--- START ---

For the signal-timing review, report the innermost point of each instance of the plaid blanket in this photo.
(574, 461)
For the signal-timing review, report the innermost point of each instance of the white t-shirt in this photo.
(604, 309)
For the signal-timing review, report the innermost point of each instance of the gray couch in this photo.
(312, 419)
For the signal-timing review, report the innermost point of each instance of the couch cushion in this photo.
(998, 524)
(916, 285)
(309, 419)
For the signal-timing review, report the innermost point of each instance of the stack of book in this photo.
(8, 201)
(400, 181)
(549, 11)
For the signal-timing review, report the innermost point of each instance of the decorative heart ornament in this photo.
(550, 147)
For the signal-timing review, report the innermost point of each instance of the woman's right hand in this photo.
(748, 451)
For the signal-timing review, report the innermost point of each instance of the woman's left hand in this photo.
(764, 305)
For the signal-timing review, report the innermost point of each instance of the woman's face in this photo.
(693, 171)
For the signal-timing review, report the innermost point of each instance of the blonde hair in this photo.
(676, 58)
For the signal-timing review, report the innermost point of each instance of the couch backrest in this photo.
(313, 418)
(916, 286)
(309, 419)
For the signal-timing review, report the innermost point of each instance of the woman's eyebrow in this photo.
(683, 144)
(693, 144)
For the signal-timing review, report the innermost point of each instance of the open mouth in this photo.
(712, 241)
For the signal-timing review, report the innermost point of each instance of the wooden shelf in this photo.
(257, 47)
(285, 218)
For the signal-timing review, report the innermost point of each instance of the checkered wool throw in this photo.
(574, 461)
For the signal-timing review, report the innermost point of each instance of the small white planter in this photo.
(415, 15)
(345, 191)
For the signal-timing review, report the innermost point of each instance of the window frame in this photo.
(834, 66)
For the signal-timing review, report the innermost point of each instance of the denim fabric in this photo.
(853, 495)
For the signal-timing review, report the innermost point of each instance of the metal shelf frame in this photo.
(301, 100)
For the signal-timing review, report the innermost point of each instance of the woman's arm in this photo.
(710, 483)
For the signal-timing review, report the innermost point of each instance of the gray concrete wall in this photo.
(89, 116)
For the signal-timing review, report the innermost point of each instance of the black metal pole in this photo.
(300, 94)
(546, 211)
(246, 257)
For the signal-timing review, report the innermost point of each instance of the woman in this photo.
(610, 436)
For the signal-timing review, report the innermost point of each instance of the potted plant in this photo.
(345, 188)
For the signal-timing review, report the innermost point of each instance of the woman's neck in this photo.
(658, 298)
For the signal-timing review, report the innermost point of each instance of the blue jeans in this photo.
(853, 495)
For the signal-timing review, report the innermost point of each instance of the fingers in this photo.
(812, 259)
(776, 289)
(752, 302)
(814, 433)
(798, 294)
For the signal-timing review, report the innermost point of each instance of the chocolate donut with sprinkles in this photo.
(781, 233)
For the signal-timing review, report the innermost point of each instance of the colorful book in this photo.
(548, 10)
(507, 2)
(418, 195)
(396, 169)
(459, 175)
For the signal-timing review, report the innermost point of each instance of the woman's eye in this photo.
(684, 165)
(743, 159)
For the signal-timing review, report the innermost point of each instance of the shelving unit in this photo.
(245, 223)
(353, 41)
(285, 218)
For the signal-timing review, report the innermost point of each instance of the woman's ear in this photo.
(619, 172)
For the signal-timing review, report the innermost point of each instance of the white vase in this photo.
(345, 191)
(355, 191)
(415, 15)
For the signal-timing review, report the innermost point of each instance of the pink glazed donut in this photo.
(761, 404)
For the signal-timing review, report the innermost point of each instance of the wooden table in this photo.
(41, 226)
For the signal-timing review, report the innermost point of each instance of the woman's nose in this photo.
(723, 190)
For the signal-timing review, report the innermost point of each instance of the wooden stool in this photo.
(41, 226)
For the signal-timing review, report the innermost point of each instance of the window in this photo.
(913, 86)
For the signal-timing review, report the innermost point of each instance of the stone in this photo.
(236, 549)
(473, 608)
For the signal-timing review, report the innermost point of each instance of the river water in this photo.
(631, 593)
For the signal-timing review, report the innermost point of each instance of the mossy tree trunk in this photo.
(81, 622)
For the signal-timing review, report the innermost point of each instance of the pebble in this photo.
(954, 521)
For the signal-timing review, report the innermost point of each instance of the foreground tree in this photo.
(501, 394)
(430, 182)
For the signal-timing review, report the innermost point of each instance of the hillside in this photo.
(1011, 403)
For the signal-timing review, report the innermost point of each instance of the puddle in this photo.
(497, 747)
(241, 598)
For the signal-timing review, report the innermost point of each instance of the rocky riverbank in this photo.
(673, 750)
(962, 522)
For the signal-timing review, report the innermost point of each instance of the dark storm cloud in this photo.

--- END ---

#### [Challenge]
Present all the entries above as a Markdown table with two columns, Row and Line. Number each line in Row and leave out blank lines.

#### [Solution]
| Row | Line |
|---|---|
| 1 | For the signal-timing review, report the innermost point of each instance of the plaid blanket in this photo. |
| 2 | (574, 461) |
| 3 | For the signal-timing review, report the innermost point of each instance of the white t-shirt in this photo. |
| 4 | (604, 309) |
| 5 | For the signal-timing review, report the innermost point of each instance of the gray couch in this photo. |
| 6 | (312, 419) |
| 7 | For the signal-timing review, report the innermost point of each instance of the couch cushion in this photo. |
| 8 | (998, 524) |
| 9 | (916, 285) |
| 10 | (309, 419) |
| 11 | For the signal-timing review, report the innermost point of each instance of the stack of book in this photo. |
| 12 | (8, 201) |
| 13 | (400, 181) |
| 14 | (549, 11) |
| 15 | For the signal-timing review, report the innermost point of each instance of the decorative heart ornament in this photo. |
| 16 | (550, 147) |
| 17 | For the signal-timing review, report the innermost point of each instance of the woman's right hand in this photo. |
| 18 | (748, 451) |
| 19 | For the signal-timing review, report the innermost point of each instance of the woman's left hand in this photo. |
| 20 | (764, 305) |
| 21 | For the signal-timing review, report the innermost point of each instance of the woman's face in this photo. |
| 22 | (693, 171) |
| 23 | For the signal-timing review, report the innermost point of each instance of the blonde hair in this photo. |
| 24 | (676, 58) |
| 25 | For the signal-timing review, report the innermost point of each instance of the couch backrest in this photo. |
| 26 | (313, 418) |
| 27 | (916, 286) |
| 28 | (309, 419) |
| 29 | For the signal-timing review, report the innermost point of each instance of the woman's eyebrow in this photo. |
| 30 | (683, 144) |
| 31 | (693, 144) |
| 32 | For the signal-timing review, report the innermost point of each instance of the open mouth in this photo. |
| 33 | (712, 241) |
| 34 | For the signal-timing review, report the innermost point of each instance of the wooden shelf in this photo. |
| 35 | (257, 47) |
| 36 | (285, 218) |
| 37 | For the signal-timing review, report the innermost point of each instance of the checkered wool throw in this photo. |
| 38 | (574, 461) |
| 39 | For the signal-timing review, report the innermost point of each instance of the small white planter in this photo. |
| 40 | (415, 15) |
| 41 | (345, 191) |
| 42 | For the signal-timing review, report the innermost point of each instance of the window frame in this photo. |
| 43 | (834, 66) |
| 44 | For the signal-timing review, report the innermost point of each instance of the denim fabric in this photo. |
| 45 | (853, 495) |
| 46 | For the signal-timing review, report the innermost point of each instance of the metal shelf frame in this photo. |
| 47 | (301, 100) |
| 48 | For the signal-timing review, report the innermost point of each instance of the woman's arm in this photo. |
| 49 | (710, 483) |
| 50 | For the signal-timing review, report the innermost point of each instance of the gray concrete wall in this photo. |
| 51 | (89, 116) |
| 52 | For the signal-timing review, report the innermost point of each instance of the black metal pole in this photo. |
| 53 | (300, 94) |
| 54 | (546, 211) |
| 55 | (246, 257) |
| 56 | For the signal-timing review, report the innermost point of each instance of the woman in this photo. |
| 57 | (610, 436) |
| 58 | For the signal-timing review, report the innermost point of each instance of the potted plant in this photo. |
| 59 | (345, 188) |
| 60 | For the signal-timing review, report the innermost point of each instance of the woman's neck in this photo. |
| 61 | (658, 298) |
| 62 | For the signal-timing review, report the innermost point of each instance of the blue jeans in this photo. |
| 63 | (853, 495) |
| 64 | For the signal-timing review, report the innermost point of each instance of the fingers in this photo. |
| 65 | (812, 259) |
| 66 | (776, 289) |
| 67 | (752, 302) |
| 68 | (814, 433) |
| 69 | (798, 294) |
| 70 | For the signal-timing review, report the innermost point of each instance of the chocolate donut with sprinkles in this photo. |
| 71 | (781, 233) |
| 72 | For the signal-timing review, report the innermost point of each instance of the colorful book in this photo. |
| 73 | (548, 10) |
| 74 | (507, 2) |
| 75 | (418, 195) |
| 76 | (396, 169) |
| 77 | (459, 175) |
| 78 | For the signal-timing review, report the innermost point of each instance of the woman's eye in this photo. |
| 79 | (684, 165) |
| 80 | (743, 159) |
| 81 | For the signal-timing review, report the innermost point of each instance of the shelving unit in this photo. |
| 82 | (245, 223) |
| 83 | (353, 41) |
| 84 | (285, 218) |
| 85 | For the signal-timing review, report the innermost point of each instance of the woman's ear in this photo. |
| 86 | (619, 172) |
| 87 | For the signal-timing review, report the innermost point of each instance of the white vase in this photo. |
| 88 | (345, 191) |
| 89 | (355, 191) |
| 90 | (415, 15) |
| 91 | For the signal-timing review, report the innermost point of each instance of the pink glazed donut in this photo. |
| 92 | (761, 404) |
| 93 | For the signal-timing review, report the innermost point of each instance of the wooden table in this photo. |
| 94 | (41, 226) |
| 95 | For the signal-timing review, report the innermost point of each instance of the woman's nose in this photo. |
| 96 | (723, 190) |
| 97 | For the signal-timing review, report the innermost point of each instance of the wooden stool in this photo. |
| 98 | (41, 226) |
| 99 | For the signal-timing review, report the innermost point of each instance of the window in this photo. |
| 100 | (913, 86) |
| 101 | For the signal-timing review, report the innermost point of each instance of the stone in this photo. |
| 102 | (236, 549) |
| 103 | (473, 608) |
| 104 | For the signal-timing review, report the innermost point of each instance of the river water in this photo. |
| 105 | (631, 593) |
| 106 | For the signal-timing review, report the innermost point of each instance of the mossy tree trunk in this photo. |
| 107 | (81, 622) |
| 108 | For the signal-timing review, report the innermost point of each instance of the pebble in this photo. |
| 109 | (954, 521) |
| 110 | For the signal-timing review, report the innermost point of each instance of the foreground tree in this photo. |
| 111 | (501, 394) |
| 112 | (430, 182) |
| 113 | For the signal-timing review, report the innermost point of each instance of the hillside in this photo. |
| 114 | (1011, 403) |
| 115 | For the signal-timing review, report the innermost point of each instance of the puddle in this photo. |
| 116 | (497, 747) |
| 117 | (241, 598) |
| 118 | For the signal-timing review, report the innermost point of each instance of the rocky riverbank in this photo. |
| 119 | (673, 750) |
| 120 | (962, 522) |
| 121 | For the signal-timing review, report the innermost point of each instance of the dark storm cloud in this photo. |